So, dear readers, is there anything which one must do while eighteen? If so, I have four days left in which to do it.
Around this time last year I was in a state of shock over how quickly seventeen had gone. Now that I look back on seventeen from a slight distance, I can see why I felt that way. The first six months of seventeen were spent in a blur of advanced math (curses be upon it), college visits, scholarship applications, and discussions-ending-in-tears over the fact that I got into my crazy stubborn head the idea that God wanted me to give up a full-ride scholarship so I could go to an itty-bitty little Catholic school in the middle of the Rust Belt.
The next three months were spent reading fifty-six books (no, that is not a typo), playing pick-up games of Ultimate Frisbee, and having everybody and their aunt asking me if I was nervous about going to college. I wasn't, actually, until everybody started asking me and I started wondering if there was something to be nervous about.
Then there was a five-hour car ride, during which I was very nervous, and a loooong weekend during which I grinned like an idiot. My dad said, "You're not nearly as nervous as you were on the way here," to which I replied, "I'm just jazzed to be on the show, man." (If you get that you're a geek. I'm just saying.)
There followed three months of, "Oh, crap, now I have to take care of myself." I managed, somehow, to make it to my eighteenth birthday without dying, though I did cry pretty much the whole day. We won't talk about that.
The first two and a half months of eighteen are best characterized by the single word waiting...I did not know then for whom.
Around the end of January the Russians happened. You know, dear readers, someday I'm going to tell you about the Russians and you're going to be terribly disappointed because it really isn't that exciting, except for me, because of what happened after.
You see, it was the Russians who made me, later, pause and think just how dear Scott had become to me.
As soon as I realized that I stopped dead and said (out loud), "I'm in trouble."
The next two and a half months of eighteen were spent wrestling with God. I was rather dramatically miserable at the time but in hindsight I'm starting to see why it was necessary. Before April 4 I would not have been ready to stand and listen while Scott stood there and explained an interesting thing he'd just figured out. Before April 6 I wouldn't have been able to say...whatever it was I ended up saying. It was very long and rambly and never really came to a point. I just kind of trailed off and we stood there grinning at each other.
I'm not even going to attempt to summarize the seven months that followed. Maybe in ten years or so they'll form some kind of coherent picture. Suffice it to say that the bad parts of eighteen were worse than the bad parts of seventeen, but the good parts were so much better that if I cry all day on my birthday again it'll be because I can't believe it's possible to be this blessed.

==*==

**What you need to do**
[A] In the post about the year of eighteen, reproduce the passage that begins at the words "Then there was" and stops after "then for whom.".
[B] In the post about the year of eighteen, how many books did the writer read during the three months after the first six months of seventeen?
[C] Translate this sentence from the post about the year of eighteen into Spanish: "The next two and a half months of eighteen were spent wrestling with God."

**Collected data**

==*==

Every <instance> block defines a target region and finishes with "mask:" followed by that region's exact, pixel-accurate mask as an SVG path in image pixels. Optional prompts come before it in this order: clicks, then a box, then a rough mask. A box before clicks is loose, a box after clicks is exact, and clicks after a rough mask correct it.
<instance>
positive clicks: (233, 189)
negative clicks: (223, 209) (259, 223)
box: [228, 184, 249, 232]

==*==

**Answers to the tasks**
[A]
Then there was a five-hour car ride, during which I was very nervous, and a loooong weekend during which I grinned like an idiot. My dad said, "You're not nearly as nervous as you were on the way here," to which I replied, "I'm just jazzed to be on the show, man." (If you get that you're a geek. I'm just saying.)
There followed three months of, "Oh, crap, now I have to take care of myself." I managed, somehow, to make it to my eighteenth birthday without dying, though I did cry pretty much the whole day. We won't talk about that.
The first two and a half months of eighteen are best characterized by the single word waiting...I did not know then for whom.

[B] Fifty-six books.

[C] Los siguientes dos meses y medio de los dieciocho los pasé luchando con Dios.